- [STATED GOAL]: Return verbatim the run of lines that opens with the line holding "Target: red flower" and closes with the last line of the records.

- [RECORD LIST]:
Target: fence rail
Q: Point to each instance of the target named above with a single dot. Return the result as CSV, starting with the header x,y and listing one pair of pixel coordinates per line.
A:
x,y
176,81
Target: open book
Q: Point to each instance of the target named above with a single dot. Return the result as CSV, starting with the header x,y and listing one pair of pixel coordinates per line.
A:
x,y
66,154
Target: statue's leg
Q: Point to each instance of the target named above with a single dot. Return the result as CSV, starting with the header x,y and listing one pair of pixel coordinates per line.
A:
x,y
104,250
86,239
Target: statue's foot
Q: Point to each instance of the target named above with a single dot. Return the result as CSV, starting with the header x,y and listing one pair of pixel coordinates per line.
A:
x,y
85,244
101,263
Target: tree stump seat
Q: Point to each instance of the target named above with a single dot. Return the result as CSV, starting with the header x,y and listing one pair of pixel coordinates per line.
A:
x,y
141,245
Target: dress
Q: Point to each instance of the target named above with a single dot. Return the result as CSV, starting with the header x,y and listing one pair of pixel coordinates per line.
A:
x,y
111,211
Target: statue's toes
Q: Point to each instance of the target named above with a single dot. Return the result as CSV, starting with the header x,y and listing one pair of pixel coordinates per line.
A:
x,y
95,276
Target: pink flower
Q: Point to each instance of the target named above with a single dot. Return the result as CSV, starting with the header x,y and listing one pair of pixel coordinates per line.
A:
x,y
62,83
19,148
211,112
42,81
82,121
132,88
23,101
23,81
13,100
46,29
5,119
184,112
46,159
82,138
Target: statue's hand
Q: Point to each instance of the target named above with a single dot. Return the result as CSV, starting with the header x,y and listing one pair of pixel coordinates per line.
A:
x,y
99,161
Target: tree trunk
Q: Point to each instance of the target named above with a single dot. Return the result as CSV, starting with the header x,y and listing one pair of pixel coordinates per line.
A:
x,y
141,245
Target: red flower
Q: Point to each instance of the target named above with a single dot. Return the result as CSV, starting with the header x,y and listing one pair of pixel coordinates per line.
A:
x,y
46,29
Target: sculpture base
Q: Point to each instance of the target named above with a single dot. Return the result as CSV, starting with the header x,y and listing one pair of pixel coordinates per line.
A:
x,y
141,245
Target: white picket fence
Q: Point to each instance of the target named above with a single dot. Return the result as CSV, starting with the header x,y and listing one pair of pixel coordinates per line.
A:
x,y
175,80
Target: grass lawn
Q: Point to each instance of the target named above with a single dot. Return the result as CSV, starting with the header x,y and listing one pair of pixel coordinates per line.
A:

- [RESULT OF THIS TASK]:
Target: red flower
Q: Point to each instance of the target named above with a single dot. Return the result as CSV, starting with the header x,y and listing one pair of pixel coordinates per line.
A:
x,y
46,29
Target: sculpture base
Q: Point to each instance of the target named above with a single dot. Return the result as CSV, starting with the header x,y and listing one pair of pixel coordinates per line.
A:
x,y
141,245
Target: white picket fence
Q: Point to each instance of the target named above with a single dot. Return the result as CSV, starting with the header x,y and listing one pair of pixel coordinates per line.
A:
x,y
175,80
Target: grass lawn
Q: Point to each instance of the target named above with a single dot. Return the result as CSV, starting with the header x,y and listing one pair of pixel coordinates per line.
A:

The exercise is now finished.